++++ Rows

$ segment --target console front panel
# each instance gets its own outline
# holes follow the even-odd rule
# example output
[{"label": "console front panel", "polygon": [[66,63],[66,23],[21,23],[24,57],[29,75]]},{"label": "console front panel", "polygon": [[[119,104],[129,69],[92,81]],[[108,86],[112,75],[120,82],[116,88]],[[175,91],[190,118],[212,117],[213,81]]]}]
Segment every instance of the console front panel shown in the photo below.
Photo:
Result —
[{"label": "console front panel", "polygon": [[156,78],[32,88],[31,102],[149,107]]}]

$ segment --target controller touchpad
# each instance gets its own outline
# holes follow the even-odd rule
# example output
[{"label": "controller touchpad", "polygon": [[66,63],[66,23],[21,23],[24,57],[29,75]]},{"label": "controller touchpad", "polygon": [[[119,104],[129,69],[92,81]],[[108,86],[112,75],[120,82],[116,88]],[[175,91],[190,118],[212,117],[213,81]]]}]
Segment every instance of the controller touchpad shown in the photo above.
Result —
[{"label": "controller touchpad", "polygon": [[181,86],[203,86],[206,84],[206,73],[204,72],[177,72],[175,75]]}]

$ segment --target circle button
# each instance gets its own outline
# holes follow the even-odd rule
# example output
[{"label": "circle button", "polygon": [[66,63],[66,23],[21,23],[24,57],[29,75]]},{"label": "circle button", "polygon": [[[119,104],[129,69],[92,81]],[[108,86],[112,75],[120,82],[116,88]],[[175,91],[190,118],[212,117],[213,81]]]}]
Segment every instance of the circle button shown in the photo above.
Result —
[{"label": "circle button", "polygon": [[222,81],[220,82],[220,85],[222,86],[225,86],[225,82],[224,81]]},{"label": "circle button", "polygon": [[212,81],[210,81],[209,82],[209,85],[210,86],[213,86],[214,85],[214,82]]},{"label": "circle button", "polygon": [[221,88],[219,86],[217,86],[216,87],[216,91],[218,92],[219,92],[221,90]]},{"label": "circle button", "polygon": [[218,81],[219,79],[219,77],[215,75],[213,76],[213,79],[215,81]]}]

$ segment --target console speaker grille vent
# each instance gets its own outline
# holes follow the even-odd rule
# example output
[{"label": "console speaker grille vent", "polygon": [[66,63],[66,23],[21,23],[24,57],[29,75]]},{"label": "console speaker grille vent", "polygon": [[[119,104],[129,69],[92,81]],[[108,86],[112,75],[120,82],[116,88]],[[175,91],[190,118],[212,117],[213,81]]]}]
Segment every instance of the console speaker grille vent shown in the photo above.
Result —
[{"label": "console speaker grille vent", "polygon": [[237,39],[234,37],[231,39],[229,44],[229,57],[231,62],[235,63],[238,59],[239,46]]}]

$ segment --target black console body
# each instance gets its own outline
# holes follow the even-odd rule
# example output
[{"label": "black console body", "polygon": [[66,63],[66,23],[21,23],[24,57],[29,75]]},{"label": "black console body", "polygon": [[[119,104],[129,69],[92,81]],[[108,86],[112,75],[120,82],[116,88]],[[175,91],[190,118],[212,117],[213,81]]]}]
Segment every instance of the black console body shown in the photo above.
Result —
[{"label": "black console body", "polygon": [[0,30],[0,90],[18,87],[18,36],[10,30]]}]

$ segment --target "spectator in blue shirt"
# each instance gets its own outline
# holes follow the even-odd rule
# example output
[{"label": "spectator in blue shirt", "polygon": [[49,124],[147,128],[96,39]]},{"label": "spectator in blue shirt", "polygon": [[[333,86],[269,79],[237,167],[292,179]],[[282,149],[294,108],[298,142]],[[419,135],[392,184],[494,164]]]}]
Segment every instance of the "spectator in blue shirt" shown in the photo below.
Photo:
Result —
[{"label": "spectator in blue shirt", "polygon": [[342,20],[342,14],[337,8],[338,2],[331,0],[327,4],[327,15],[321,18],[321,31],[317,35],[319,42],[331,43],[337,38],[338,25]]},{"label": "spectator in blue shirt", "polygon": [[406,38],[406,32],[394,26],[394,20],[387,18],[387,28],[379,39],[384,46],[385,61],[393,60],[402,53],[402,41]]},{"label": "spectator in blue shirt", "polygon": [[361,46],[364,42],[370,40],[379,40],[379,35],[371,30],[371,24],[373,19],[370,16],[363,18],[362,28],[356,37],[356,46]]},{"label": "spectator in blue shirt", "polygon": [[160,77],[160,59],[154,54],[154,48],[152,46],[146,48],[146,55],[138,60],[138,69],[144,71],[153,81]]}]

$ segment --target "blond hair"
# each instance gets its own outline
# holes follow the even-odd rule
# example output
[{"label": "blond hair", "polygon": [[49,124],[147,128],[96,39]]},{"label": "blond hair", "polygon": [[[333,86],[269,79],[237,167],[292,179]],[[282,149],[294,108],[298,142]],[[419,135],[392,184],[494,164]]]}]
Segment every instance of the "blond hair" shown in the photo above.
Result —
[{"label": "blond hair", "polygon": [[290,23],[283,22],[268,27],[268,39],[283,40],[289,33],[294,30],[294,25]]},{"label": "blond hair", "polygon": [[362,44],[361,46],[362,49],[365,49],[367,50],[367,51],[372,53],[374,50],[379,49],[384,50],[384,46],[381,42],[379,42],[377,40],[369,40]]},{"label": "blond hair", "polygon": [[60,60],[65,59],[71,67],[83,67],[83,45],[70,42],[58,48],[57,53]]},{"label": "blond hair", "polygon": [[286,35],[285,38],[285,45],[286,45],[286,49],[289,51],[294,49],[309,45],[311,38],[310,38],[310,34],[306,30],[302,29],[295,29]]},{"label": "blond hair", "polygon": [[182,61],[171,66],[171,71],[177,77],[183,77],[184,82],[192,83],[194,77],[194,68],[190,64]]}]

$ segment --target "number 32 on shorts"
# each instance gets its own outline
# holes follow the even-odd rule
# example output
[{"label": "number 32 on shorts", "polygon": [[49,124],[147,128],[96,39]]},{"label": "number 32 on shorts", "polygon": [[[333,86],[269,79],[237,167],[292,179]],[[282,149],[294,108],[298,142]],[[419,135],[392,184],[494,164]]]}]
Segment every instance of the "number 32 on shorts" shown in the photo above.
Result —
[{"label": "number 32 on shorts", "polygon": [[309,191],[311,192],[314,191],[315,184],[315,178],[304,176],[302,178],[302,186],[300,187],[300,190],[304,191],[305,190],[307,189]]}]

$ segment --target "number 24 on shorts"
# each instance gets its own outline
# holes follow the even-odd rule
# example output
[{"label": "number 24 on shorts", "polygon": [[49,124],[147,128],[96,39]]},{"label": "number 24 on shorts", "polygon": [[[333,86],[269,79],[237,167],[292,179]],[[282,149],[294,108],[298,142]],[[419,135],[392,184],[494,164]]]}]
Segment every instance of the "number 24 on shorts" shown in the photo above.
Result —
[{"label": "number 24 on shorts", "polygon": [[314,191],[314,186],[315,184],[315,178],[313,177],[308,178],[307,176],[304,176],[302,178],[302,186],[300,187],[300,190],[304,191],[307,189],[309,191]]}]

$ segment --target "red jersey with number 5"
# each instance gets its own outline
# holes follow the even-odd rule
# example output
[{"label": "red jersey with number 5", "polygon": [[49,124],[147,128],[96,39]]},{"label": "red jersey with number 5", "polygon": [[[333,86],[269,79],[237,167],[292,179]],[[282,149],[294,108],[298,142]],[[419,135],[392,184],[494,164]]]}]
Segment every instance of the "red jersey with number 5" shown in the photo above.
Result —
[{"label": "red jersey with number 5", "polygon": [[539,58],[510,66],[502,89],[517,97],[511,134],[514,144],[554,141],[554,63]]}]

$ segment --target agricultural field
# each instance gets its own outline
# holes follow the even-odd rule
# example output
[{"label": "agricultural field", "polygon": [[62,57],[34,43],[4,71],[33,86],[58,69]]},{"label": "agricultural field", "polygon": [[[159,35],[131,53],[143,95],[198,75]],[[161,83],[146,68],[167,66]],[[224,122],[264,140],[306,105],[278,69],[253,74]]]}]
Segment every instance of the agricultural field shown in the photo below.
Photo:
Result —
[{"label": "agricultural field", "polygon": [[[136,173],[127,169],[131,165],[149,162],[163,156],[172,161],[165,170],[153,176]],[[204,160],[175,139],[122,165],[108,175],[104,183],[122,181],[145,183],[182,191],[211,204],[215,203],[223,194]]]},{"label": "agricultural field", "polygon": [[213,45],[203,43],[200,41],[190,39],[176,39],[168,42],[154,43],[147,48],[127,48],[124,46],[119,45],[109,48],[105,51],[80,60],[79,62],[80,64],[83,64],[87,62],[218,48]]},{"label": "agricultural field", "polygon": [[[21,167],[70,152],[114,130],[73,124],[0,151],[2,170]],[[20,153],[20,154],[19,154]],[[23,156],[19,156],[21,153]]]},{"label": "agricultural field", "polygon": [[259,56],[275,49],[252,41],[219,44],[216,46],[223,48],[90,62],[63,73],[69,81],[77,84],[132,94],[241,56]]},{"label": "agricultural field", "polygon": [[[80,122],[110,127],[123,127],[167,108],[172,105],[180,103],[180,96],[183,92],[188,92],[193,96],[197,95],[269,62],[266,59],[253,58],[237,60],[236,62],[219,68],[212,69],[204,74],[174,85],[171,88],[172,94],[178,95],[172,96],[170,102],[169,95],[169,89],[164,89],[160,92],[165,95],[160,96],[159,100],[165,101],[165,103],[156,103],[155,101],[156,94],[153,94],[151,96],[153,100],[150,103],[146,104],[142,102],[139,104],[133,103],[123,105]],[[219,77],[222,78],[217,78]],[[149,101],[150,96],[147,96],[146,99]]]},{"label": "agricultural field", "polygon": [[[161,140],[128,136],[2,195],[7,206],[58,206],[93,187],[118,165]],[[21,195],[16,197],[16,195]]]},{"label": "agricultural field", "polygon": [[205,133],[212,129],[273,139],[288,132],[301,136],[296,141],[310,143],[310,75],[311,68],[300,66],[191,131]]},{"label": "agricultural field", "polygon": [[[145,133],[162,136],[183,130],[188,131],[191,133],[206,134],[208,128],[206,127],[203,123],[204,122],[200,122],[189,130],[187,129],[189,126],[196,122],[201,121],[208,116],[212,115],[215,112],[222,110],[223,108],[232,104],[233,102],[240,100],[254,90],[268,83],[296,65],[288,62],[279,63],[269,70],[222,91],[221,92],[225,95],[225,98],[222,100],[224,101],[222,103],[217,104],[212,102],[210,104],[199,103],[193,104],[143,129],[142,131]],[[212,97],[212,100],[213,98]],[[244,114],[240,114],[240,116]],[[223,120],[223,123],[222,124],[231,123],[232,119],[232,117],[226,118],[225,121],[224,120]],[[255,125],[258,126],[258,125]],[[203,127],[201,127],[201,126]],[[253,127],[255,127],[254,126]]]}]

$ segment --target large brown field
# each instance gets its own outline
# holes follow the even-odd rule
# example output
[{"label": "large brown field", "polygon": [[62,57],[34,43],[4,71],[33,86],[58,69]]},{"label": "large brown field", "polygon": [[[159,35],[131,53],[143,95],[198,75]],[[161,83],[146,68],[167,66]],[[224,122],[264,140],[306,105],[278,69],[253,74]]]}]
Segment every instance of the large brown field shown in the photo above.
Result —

++++++++
++++ Rows

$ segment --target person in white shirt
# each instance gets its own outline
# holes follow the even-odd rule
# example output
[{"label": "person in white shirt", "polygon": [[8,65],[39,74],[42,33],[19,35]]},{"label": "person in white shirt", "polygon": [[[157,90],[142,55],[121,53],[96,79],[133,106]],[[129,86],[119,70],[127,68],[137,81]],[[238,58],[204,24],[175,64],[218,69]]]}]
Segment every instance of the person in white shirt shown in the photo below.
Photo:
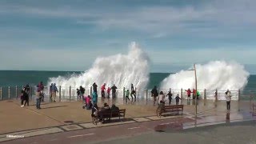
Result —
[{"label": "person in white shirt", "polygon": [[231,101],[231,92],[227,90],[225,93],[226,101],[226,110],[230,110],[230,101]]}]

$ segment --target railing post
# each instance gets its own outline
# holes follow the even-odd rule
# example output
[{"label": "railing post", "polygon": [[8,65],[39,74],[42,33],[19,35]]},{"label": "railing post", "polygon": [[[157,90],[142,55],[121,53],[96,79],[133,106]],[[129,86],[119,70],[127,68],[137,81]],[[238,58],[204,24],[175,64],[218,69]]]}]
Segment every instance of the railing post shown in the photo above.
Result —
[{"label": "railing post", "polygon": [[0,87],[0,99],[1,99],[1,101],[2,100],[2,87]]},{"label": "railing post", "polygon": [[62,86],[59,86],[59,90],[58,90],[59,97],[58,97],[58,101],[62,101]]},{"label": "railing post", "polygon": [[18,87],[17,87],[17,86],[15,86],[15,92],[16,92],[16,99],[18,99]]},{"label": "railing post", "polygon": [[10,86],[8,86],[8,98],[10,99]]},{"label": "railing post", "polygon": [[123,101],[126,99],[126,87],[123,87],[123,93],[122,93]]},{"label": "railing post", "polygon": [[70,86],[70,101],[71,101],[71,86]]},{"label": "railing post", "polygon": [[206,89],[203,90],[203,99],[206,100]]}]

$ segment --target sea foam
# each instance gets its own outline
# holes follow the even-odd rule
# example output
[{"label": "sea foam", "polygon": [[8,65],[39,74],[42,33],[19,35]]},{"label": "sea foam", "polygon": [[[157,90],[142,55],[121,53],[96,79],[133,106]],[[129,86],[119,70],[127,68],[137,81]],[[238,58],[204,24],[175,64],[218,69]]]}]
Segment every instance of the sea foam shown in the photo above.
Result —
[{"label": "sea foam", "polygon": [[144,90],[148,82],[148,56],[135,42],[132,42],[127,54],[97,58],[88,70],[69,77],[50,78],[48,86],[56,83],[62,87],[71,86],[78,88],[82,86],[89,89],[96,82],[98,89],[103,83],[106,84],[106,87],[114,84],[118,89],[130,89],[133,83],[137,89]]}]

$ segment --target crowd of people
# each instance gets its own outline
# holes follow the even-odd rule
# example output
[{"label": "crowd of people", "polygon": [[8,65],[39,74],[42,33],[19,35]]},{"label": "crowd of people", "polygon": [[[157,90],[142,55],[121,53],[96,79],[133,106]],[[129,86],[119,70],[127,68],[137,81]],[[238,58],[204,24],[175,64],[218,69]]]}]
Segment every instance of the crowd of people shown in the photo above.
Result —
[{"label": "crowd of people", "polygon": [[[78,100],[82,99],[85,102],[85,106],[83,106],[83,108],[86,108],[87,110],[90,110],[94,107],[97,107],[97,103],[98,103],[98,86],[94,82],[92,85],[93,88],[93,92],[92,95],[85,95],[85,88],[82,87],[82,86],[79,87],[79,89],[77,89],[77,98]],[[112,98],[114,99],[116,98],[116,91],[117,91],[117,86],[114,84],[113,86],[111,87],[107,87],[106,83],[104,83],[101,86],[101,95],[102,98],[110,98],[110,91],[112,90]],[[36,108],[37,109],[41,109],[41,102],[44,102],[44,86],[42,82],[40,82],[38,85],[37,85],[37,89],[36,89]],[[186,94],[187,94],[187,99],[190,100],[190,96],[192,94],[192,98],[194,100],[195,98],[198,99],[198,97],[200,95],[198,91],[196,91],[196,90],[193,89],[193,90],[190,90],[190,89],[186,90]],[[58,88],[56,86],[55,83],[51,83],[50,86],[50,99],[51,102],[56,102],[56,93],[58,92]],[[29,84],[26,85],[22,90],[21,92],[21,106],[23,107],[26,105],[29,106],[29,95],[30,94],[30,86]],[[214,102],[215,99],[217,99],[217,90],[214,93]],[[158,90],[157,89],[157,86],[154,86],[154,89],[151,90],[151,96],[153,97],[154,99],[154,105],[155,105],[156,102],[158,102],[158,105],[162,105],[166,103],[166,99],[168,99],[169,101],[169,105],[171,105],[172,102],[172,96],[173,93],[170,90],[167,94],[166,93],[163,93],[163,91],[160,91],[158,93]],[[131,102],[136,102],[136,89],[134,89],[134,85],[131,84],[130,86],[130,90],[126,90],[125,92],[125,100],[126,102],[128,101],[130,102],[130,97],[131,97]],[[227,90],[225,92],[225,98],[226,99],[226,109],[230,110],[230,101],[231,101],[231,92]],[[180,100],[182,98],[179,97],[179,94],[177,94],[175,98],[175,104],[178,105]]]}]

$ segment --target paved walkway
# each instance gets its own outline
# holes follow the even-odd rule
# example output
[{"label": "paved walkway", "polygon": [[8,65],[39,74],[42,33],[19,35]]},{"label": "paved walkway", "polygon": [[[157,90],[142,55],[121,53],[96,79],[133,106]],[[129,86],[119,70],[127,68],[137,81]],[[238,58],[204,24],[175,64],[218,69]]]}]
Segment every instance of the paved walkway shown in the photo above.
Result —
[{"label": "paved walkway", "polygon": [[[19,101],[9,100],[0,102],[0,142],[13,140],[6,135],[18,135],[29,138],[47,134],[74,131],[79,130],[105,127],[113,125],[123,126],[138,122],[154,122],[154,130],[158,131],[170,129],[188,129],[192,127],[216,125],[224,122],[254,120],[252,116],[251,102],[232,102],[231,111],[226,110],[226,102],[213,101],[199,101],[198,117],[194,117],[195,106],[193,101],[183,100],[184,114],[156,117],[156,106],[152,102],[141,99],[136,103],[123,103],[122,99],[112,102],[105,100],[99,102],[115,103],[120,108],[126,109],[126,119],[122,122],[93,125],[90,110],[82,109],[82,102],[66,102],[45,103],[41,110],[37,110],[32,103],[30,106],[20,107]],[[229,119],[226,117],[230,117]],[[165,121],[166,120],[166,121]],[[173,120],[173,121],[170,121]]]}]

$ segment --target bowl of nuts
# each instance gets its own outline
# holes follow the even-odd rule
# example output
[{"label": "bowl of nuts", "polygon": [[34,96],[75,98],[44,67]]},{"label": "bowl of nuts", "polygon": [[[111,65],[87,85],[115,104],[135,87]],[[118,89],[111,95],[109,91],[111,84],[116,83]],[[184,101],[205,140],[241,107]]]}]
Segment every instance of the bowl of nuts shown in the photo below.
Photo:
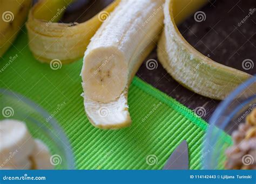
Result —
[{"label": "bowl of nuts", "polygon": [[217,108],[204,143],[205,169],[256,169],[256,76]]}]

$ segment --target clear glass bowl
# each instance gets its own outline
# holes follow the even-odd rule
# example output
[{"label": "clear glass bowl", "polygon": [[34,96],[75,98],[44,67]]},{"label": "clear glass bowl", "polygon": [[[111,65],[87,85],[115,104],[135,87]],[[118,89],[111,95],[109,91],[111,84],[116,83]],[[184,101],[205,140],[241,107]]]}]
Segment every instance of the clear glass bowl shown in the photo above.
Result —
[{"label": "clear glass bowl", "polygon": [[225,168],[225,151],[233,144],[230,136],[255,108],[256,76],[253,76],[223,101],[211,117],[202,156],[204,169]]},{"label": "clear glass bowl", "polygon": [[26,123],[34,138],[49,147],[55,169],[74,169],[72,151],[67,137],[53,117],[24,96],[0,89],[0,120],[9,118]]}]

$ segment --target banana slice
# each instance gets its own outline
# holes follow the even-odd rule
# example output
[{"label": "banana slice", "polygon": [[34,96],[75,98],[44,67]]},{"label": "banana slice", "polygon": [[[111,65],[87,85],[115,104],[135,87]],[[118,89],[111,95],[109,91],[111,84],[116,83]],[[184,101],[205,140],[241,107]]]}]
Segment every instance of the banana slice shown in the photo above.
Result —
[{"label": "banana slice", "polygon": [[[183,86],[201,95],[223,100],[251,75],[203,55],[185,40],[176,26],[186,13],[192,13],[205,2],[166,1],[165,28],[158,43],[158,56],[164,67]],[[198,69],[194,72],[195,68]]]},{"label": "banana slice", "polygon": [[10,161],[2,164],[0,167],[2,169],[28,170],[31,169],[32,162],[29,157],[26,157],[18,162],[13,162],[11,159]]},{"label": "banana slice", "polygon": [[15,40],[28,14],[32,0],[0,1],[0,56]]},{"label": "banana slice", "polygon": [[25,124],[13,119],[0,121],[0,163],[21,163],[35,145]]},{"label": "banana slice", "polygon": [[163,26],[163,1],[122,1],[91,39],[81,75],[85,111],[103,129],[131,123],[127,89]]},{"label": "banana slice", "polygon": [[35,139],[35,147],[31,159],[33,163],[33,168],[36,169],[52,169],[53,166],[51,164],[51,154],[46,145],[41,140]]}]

++++++++
++++ Rows

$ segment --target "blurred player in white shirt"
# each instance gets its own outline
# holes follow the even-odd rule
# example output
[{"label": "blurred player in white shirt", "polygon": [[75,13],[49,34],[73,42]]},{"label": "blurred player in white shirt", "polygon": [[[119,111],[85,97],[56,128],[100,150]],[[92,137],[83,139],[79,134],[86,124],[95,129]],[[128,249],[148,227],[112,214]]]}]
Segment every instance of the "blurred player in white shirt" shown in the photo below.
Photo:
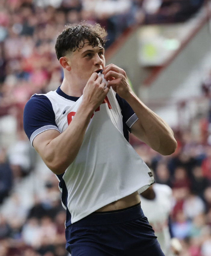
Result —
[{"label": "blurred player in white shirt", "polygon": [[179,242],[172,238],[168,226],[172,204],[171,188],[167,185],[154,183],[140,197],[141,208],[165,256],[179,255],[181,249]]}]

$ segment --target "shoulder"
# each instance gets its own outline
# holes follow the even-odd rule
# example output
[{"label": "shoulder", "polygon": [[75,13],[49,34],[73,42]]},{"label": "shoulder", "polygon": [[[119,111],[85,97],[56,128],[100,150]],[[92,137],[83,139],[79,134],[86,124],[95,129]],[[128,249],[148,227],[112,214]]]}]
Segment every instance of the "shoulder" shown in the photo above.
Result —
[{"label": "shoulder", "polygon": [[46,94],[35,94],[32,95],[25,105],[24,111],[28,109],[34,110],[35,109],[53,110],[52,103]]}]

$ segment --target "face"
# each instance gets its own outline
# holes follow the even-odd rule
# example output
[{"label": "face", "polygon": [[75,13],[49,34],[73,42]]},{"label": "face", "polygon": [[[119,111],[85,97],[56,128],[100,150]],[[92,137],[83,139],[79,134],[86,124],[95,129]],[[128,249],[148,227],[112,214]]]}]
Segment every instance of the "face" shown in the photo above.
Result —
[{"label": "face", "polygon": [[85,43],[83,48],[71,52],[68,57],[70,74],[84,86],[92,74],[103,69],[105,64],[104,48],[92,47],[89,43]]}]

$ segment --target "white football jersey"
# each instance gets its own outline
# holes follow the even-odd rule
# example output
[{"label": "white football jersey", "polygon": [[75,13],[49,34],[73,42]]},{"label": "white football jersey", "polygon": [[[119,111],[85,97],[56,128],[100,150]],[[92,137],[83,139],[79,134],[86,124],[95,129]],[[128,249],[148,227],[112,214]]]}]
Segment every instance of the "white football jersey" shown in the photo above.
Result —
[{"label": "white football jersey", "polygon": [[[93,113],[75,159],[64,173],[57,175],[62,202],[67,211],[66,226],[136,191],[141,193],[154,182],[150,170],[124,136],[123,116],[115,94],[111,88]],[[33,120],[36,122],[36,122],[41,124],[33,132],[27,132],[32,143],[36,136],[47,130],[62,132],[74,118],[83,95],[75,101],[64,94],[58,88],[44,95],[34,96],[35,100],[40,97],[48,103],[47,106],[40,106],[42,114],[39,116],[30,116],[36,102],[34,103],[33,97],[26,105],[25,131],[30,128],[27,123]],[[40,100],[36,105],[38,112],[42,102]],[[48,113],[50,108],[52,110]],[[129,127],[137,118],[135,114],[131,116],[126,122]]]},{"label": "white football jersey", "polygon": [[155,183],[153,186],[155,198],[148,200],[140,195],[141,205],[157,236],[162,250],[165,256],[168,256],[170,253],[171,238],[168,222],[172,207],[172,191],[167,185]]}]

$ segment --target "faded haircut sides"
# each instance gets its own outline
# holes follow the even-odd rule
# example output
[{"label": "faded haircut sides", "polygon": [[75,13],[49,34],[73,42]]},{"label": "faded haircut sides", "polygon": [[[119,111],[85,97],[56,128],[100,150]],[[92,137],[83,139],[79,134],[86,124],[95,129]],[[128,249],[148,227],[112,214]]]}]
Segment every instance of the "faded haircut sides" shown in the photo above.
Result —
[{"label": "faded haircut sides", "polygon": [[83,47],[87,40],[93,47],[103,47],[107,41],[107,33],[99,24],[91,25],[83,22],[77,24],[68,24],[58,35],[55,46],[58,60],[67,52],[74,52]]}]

++++++++

| Stated goal |
Return each line of the records above that contains the word "touchpad", copied in full.

| Final result |
$ segment --target controller touchpad
[{"label": "controller touchpad", "polygon": [[66,63],[66,23],[21,23],[24,57],[29,75]]},{"label": "controller touchpad", "polygon": [[[119,104],[129,69],[92,81]],[[108,86],[112,75],[120,82],[116,88]],[[175,91],[190,118],[212,117],[213,81]]]}]
Segment every instance of the controller touchpad shown in the photo above.
[{"label": "controller touchpad", "polygon": [[181,86],[203,86],[206,84],[206,73],[204,72],[177,72],[175,75]]}]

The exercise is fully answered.